=== What is being asked ===
The response must contain every record, repeated exactly.

Source data
+++++
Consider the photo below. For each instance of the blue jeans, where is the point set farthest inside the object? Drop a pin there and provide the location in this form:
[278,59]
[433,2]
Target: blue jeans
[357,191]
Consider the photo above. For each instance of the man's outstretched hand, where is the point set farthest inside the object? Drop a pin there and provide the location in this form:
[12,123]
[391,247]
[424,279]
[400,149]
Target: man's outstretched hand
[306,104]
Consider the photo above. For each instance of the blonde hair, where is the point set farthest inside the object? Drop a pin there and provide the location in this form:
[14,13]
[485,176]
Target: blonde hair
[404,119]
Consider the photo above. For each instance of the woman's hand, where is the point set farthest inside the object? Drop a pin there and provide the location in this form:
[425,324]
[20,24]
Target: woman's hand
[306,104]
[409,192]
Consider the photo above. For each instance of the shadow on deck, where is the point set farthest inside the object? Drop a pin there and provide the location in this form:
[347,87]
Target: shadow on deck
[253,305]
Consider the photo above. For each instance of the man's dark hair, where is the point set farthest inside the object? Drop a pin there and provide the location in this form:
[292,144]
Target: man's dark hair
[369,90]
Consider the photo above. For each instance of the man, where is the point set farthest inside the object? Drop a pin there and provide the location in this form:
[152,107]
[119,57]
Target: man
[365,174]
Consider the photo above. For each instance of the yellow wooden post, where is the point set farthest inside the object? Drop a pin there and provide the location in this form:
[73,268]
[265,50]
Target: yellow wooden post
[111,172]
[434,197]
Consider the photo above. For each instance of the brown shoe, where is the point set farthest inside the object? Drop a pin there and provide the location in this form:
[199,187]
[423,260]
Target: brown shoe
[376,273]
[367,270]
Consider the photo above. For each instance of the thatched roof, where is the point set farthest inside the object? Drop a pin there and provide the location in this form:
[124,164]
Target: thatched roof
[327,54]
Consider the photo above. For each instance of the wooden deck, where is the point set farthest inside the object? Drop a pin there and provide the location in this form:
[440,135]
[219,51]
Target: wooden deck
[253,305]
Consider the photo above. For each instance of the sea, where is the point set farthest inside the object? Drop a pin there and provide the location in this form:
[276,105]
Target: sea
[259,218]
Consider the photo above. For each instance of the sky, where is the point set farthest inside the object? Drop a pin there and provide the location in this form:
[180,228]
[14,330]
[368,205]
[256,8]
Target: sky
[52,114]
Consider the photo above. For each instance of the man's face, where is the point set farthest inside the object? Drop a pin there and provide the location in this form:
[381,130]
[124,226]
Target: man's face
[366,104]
+++++
=== Solution for this task ===
Consider the photo below. For each instance of the blue jeans, where is the point set farthest inside the object? Drop a pin there and provide the location in this form:
[278,59]
[433,2]
Target: blue jeans
[357,191]
Consider the photo above. For each instance of the man's outstretched hand, where is the point set farthest inside the object? Drop a pin there and provide the location in this form:
[12,123]
[391,247]
[424,279]
[400,149]
Target: man's outstretched hand
[306,104]
Consider the photo above. For each instance of the blonde hair, where is the point set farthest inside the object? Drop a pin there and provide the location in this form:
[14,13]
[485,176]
Target: blonde hair
[404,119]
Consider the photo above. For each instance of the woman's hand, where is the point set farthest inside the object? Drop a pin there and provide the location in this form:
[425,324]
[20,24]
Target: woman's hand
[306,104]
[409,192]
Consider the photo above. For each instance of the shadow on deck, where is the point set farthest inside the object? Drop a pin there and provide the location in this form:
[347,87]
Target: shadow on deck
[253,305]
Consider the photo above. For each instance of the man's dark hair, where is the point set farthest inside the object? Drop a pin there and provide the location in this form:
[292,144]
Target: man's dark hair
[369,90]
Consider the photo above. For each instance of the man, where is the point set farthest inside the object? Drop a pin there and provide the location in this form:
[152,107]
[119,57]
Target: man
[365,174]
Consider the photo above. For each instance of the yellow wooden post, where is the point set farthest inside the object? Drop a pin there and provide the location in this form:
[73,268]
[265,50]
Target: yellow wooden post
[111,172]
[434,197]
Consider the photo above. For each instance of the brown shoe, where is the point set farthest inside the object? Drop a pin there and provide the location in this form:
[199,187]
[423,260]
Target: brown shoe
[376,273]
[367,270]
Consider the photo above. For each instance of the thatched roof, where is the point set farthest inside the object? Drop a pin there and provide the location in this form:
[124,164]
Target: thatched roof
[327,54]
Consider the photo above. For each instance of the wooden deck, where is the point set farthest inside the object? Drop a pin there and provide the location in this form:
[440,135]
[219,51]
Target: wooden deck
[253,305]
Consider the photo above. For each instance of the sea, where is the point set farthest inside the object? Drop a pin there and provide the location in this form:
[276,105]
Target: sea
[259,218]
Consider the photo above. For each instance of the sky, where is the point set farthest inside the object? Drop a pin there and provide the location in this form:
[180,228]
[14,330]
[368,205]
[256,8]
Target: sky
[52,114]
Consider the photo above. For each instance of the man's face, where is the point set farthest inside the object? Drop a pin there and provide the location in this form:
[381,130]
[124,226]
Target: man's face
[366,104]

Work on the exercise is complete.